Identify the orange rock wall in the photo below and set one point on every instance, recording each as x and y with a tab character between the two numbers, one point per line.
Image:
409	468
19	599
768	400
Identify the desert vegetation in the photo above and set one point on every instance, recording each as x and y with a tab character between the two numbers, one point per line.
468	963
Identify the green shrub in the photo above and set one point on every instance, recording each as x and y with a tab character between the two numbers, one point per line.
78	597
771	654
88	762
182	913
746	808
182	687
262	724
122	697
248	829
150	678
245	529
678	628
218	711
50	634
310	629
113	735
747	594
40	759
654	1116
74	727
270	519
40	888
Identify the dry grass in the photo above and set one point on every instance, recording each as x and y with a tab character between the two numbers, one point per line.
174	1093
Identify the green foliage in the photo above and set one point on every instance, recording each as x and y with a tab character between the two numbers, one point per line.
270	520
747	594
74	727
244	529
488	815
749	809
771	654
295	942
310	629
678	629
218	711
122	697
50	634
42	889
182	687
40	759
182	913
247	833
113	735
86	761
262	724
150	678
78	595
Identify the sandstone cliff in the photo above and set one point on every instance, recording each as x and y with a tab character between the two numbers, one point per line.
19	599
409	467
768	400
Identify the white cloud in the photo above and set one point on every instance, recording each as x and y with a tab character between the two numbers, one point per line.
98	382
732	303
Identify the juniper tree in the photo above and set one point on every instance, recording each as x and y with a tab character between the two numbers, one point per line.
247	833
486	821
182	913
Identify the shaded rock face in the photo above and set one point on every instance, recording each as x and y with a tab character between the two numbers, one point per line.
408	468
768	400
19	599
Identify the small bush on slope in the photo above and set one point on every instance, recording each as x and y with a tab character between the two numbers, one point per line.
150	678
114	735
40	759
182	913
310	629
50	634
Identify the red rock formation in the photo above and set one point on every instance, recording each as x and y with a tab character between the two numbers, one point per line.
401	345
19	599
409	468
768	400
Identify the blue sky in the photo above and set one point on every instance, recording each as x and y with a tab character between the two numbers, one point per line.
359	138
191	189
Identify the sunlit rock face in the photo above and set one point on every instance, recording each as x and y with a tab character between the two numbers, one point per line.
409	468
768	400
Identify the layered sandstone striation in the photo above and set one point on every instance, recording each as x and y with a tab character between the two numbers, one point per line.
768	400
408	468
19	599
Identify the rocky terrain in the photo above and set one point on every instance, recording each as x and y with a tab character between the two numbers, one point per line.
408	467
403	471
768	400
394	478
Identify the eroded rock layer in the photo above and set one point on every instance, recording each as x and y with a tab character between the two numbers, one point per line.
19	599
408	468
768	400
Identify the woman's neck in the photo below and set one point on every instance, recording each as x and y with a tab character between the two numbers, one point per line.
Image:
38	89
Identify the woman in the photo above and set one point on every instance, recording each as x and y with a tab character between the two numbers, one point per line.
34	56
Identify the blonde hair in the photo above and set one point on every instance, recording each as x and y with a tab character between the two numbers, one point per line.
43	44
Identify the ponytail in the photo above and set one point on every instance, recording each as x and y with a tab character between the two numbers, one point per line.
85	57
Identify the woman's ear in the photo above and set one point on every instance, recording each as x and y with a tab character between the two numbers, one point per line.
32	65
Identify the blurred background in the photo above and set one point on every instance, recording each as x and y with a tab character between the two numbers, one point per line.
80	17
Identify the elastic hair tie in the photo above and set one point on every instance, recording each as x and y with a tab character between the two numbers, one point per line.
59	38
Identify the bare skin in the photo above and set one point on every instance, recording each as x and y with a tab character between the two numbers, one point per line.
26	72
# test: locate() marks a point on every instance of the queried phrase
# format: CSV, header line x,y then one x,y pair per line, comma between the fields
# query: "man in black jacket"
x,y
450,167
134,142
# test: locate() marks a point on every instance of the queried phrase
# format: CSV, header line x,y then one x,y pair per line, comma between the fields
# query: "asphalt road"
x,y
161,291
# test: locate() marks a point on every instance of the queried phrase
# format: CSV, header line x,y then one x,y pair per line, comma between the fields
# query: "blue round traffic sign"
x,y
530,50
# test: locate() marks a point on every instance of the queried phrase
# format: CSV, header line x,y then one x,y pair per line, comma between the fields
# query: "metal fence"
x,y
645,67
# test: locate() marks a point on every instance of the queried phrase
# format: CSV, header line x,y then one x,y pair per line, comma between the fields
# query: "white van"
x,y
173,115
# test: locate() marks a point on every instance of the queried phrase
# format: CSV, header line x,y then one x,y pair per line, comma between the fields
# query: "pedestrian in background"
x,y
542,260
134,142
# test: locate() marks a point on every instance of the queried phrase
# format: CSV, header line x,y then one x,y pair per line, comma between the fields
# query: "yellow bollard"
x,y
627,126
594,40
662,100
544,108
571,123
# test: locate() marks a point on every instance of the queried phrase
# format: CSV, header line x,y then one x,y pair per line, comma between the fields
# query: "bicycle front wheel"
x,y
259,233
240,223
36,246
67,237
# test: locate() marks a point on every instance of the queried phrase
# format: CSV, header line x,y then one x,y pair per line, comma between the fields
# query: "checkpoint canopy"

= = = = =

#### Written task
The records above should all be quoted exactly, please.

#### Finished exercise
Identify the orange rock wall in the photo below and set one point on every instance, recording each as x and y with a tab character between the two numbers, one point per line.
Image:
409	468
19	599
768	400
Identify the desert vegetation in the photo above and set one point on every instance, recording each as x and y with a tab character between the two numbers, one point per line.
468	963
Identify the green shrub in the photo above and set one point on every instance, recording each as x and y with a tab character between the two numbers, one point per line.
78	597
771	654
88	762
182	913
746	808
182	687
262	724
122	697
248	829
150	678
245	529
678	628
218	711
50	634
310	629
113	735
747	594
40	759
654	1116
74	727
270	519
40	888
Identify the dry grass in the photo above and set one point on every instance, recording each as x and y with a tab character between the two numbers, one point per line.
174	1093
Identify the green foliage in the photo above and set one point on every instance, recording each as x and y with a tab character between the two numbers, one point per line.
270	520
747	594
74	727
244	529
488	815
749	809
771	654
295	942
310	629
678	629
218	711
122	697
50	634
42	889
182	687
40	759
182	913
247	833
113	735
86	761
262	724
150	678
78	595
Identify the sandstone cliff in the photo above and set one point on every instance, recording each as x and y with a tab character between the two numbers, one point per line.
19	599
409	467
768	400
Identify the white cloud in the photo above and set one point on every instance, recording each as x and y with a tab character between the two numbers, one point per line.
98	382
732	303
Identify the juniper tree in the photo above and set one point on every instance, recording each as x and y with a tab character between the two numbers, one point per line.
247	833
486	821
182	913
Identify the shaded rock face in the photo above and set one point on every instance, recording each as x and y with a tab character between the two numbers, one point per line.
408	468
768	400
19	599
Identify the small bush on slope in the photo above and set one point on every instance, recording each as x and y with a tab character between the two numbers, one point per line.
150	678
114	735
40	759
182	913
310	629
50	634
Identify the red rock formation in the photo above and set one point on every instance, recording each as x and y with a tab character between the two numbers, one point per line.
401	345
19	599
409	468
768	400
Identify the blue sky in the photo above and set one point on every instance, recording each as x and y with a tab character between the two numbers, one point per line.
359	138
191	189
Identify the sunlit rock face in the photo above and set one point on every instance, recording each as x and y with a tab character between the two numbers, one point per line.
409	468
768	400
Identify the layered sandstone striation in the photo above and set one point on every instance, recording each as x and y with a tab character between the two numbers, one point per line.
768	400
408	468
19	599
Identify the rocky terrain in the photo above and set one point on every instance, recording each as x and y with a tab character between the two numbers, one point per line.
408	467
403	471
768	400
394	478
Identify the eroded rock layer in the photo above and set one point on every instance, recording each as x and y with a tab character between the two numbers, one point per line.
19	599
408	468
768	400
Identify the woman's neck in the photo below and set one point on every instance, recording each as x and y with a tab character between the two numbers, one point per line.
Image:
38	89
Identify the woman in the photo above and set one point on every instance, recording each as x and y with a tab character between the two numbers, one point per line.
34	56
Identify the blonde hair in the photo above and set one point on every instance, recording each as x and y with a tab character between the two numbers, one point per line.
43	44
Identify the ponytail in the photo above and set one point on every instance, recording each as x and y with a tab character between the two numbers, one point per line.
85	57
Identify the woman's ear in the photo above and set one point on every instance, recording each as x and y with a tab character between the two numbers, one point per line.
32	65
Identify the blurred background in the photo above and set one point on every instance, recording each as x and y with a tab character between the two numbers, one point per line.
80	17
Identify the elastic hair tie in the photo above and set one point on every instance, recording each as x and y with a tab character between the two numbers, one point per line.
59	38
Identify the bare skin in the photo above and set one point on every instance, recording each as x and y with a tab character between the two numbers, one point per line.
26	72
# test: locate() marks a point on every instance of the queried phrase
# format: CSV, header line x,y then one x,y pair per line, comma between the fields
# query: "man in black jacket"
x,y
450,167
134,142
# test: locate() marks a point on every instance of the queried phrase
# format: CSV, header line x,y then one x,y pair per line, comma between the fields
# query: "asphalt road"
x,y
161,291
# test: locate() marks a point on every instance of the queried phrase
# format: CSV, header line x,y then one x,y pair per line, comma between the fields
# query: "blue round traffic sign"
x,y
530,50
# test: locate() marks a point on every instance of the queried phrase
# format: CSV, header line x,y then one x,y pair per line, comma between the fields
# query: "metal fence"
x,y
645,67
# test: locate() marks a point on every instance of the queried phrase
# format: CSV, header line x,y then one x,y pair per line, comma between the fields
# query: "white van"
x,y
173,115
# test: locate() marks a point on every instance of the queried phrase
# format: CSV, header line x,y then one x,y pair per line, comma between the fields
# query: "pedestrian in background"
x,y
542,260
134,142
# test: locate() marks a point on every instance of the queried phrase
# format: CSV, header line x,y then one x,y pair per line, comma between the fields
# query: "yellow bollard"
x,y
627,126
594,40
662,100
544,108
571,123
# test: locate() marks a point on every instance of the queried phrase
# format: CSV, header line x,y then one x,y pair per line, comma between the fields
# query: "bicycle front wheel"
x,y
259,233
240,223
36,246
67,237
# test: locate() marks a point on every instance of the queried phrase
# format: CSV, header line x,y then one x,y pair per line, comma between the fields
# query: "checkpoint canopy"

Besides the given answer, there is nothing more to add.